● Consignes
A. D'après l'article, en quelle année le père a-t-il quitté l'Espagne pour la France ?
B. Réécrivez le listing depuis la ligne contenant « Task: tag the face with one pin per instance. » jusqu'à la fin du listing, ces deux bornes comprises, en substituant « Coordinate example » à « Format sample » et en laissant tout le reste intact.

● Article
----------------
Ces histoires, mon père me les avait racontées des centaines de fois. Elles sont caractéristiques des vaincus du franquisme. Il avait gardé le silence pendant 40 ans et s’était mis à raconter son histoire après la mort de Franco, ce qu’il avait fait, quelles étaient ses aventures. Je ne pense pas que ce soit impudique d’avoir donné à cela sous la forme fictionnelle d’une bande dessinée. C’est une histoire qui fait partie du patrimoine familial. Mon père lui-même disait, quand il écrivait son histoire, qu’il était attaché à transmettre la mémoire de tout ce qui s’est passé et des idéaux pour lesquels il avait lutté.

Loin de le trahir, je crois que j’accomplis au contraire sa volonté et surtout, le fait que sa vie soit revisitée dans une perspective qui est celle de ma bande dessinée, qui contribue à la récupération de la mémoire d’une génération de vaincus liée à l’histoire de l’Espagne. Cela honore la mémoire de mon père et cela a été pour moi une thérapie pour dépasser un moment très noir que j’ai vécu avec beaucoup de douleur et de culpabilité qui est celui de ses dernières années.

Antonio Altaribba à Paris
Photos : D. Pasamonik (L’Agence BD)

Il vous a eu relativement tard.

Oui, en 1952, quand il avait 42 ans. Il avait quitté l’Espagne pour la France en 1939 après la guerre et reste en France jusqu’en 1950, date à laquelle il prend cette décision, tellement déterminante, de rentrer. C’est une décision que j’ai mis du temps à comprendre. C’est de ce fait qu’il a connu ma mère, qu’il l’a épousée et que je suis né.

La qualité de ce livre est qu’il embrasse toute l’histoire terrible de l’Espagne, des années 1920 jusque dans les années 1970, d’une dictature à l’autre. Comment les Espagnols ressentent-ils cette période marquée par un grand romantisme démocratique puis par une chape de plomb sans équivalent ?
----------------
● Extraits d'un jeu de données d'annotation de localisation
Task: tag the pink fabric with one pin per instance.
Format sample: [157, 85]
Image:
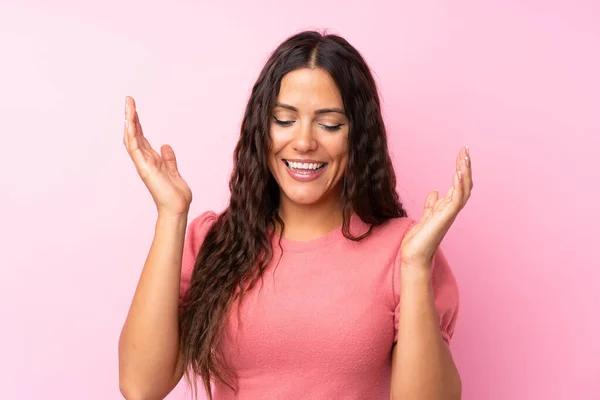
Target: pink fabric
[323, 322]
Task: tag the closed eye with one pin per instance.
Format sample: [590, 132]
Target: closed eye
[282, 123]
[331, 128]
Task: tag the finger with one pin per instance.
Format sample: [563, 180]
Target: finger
[138, 125]
[465, 168]
[457, 190]
[125, 124]
[430, 201]
[168, 156]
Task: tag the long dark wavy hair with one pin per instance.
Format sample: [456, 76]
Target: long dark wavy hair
[238, 247]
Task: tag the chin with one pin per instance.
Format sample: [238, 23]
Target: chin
[303, 197]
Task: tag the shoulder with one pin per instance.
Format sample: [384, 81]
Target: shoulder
[199, 226]
[204, 219]
[393, 230]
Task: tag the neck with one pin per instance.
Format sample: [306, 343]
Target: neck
[304, 222]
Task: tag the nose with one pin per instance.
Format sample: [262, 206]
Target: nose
[304, 139]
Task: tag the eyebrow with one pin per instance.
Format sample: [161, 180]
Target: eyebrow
[321, 111]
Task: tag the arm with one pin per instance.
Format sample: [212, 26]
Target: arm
[150, 363]
[422, 365]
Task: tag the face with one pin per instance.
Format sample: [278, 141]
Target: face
[309, 133]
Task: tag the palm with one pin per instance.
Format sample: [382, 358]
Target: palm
[422, 240]
[158, 171]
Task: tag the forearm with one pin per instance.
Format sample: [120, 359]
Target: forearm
[149, 342]
[424, 367]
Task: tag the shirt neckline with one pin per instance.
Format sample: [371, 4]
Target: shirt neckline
[357, 227]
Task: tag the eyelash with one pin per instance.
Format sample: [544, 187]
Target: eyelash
[326, 127]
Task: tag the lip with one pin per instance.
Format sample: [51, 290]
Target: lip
[304, 177]
[303, 160]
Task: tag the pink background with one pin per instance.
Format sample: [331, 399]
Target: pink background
[516, 81]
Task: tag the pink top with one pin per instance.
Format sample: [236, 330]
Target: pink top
[322, 323]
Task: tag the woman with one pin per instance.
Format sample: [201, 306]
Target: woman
[315, 217]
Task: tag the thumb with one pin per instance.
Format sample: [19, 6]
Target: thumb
[168, 156]
[430, 200]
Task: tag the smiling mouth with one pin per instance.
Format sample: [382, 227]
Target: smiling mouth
[306, 168]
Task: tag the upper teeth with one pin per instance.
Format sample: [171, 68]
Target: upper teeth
[298, 165]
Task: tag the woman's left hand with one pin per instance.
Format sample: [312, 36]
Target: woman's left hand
[422, 240]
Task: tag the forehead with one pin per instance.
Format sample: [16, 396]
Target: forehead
[309, 89]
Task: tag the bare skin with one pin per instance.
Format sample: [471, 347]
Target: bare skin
[150, 362]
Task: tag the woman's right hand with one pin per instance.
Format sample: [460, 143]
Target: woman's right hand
[159, 172]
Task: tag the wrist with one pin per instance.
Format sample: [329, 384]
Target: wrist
[170, 218]
[414, 275]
----------------
● Solutions par tâche
A. En 1939, après la guerre.

B.
Task: tag the face with one pin per instance.
Coordinate example: [278, 141]
Target: face
[309, 133]
Task: tag the palm with one pin per instance.
Coordinate example: [382, 358]
Target: palm
[422, 240]
[158, 171]
Task: tag the forearm with one pin per instance.
Coordinate example: [120, 359]
Target: forearm
[149, 342]
[424, 367]
Task: tag the shirt neckline with one pin per instance.
Coordinate example: [371, 4]
Target: shirt neckline
[357, 227]
Task: tag the eyelash with one pin per instance.
Coordinate example: [544, 187]
Target: eyelash
[326, 127]
Task: tag the lip with one pin per instance.
Coordinate example: [51, 290]
Target: lip
[304, 177]
[303, 160]
Task: tag the pink background with one pin per instance.
Coordinate example: [331, 399]
Target: pink background
[516, 81]
Task: tag the pink top with one pin per instance.
Coordinate example: [236, 330]
Target: pink top
[322, 323]
Task: tag the woman with one pin per instance.
Coordinate example: [201, 306]
Target: woman
[315, 217]
Task: tag the thumb with one pin per instance.
Coordinate example: [19, 6]
Target: thumb
[168, 156]
[430, 200]
Task: tag the smiling mouth with one pin per instance.
Coordinate example: [382, 227]
Target: smiling mouth
[306, 168]
Task: tag the upper teeth with one pin per instance.
Coordinate example: [171, 68]
Target: upper teeth
[298, 165]
Task: tag the woman's left hand with one pin per instance.
Coordinate example: [312, 36]
Target: woman's left hand
[422, 240]
Task: tag the forehead with one pin per instance.
Coordinate example: [16, 396]
Target: forehead
[309, 89]
Task: tag the bare skin with one pin per instance.
Coordinate example: [471, 347]
Target: bare skin
[150, 362]
Task: tag the woman's right hand with one pin per instance.
Coordinate example: [460, 143]
Target: woman's right hand
[159, 172]
Task: tag the wrist with one pin per instance.
Coordinate example: [329, 384]
Target: wrist
[170, 218]
[414, 275]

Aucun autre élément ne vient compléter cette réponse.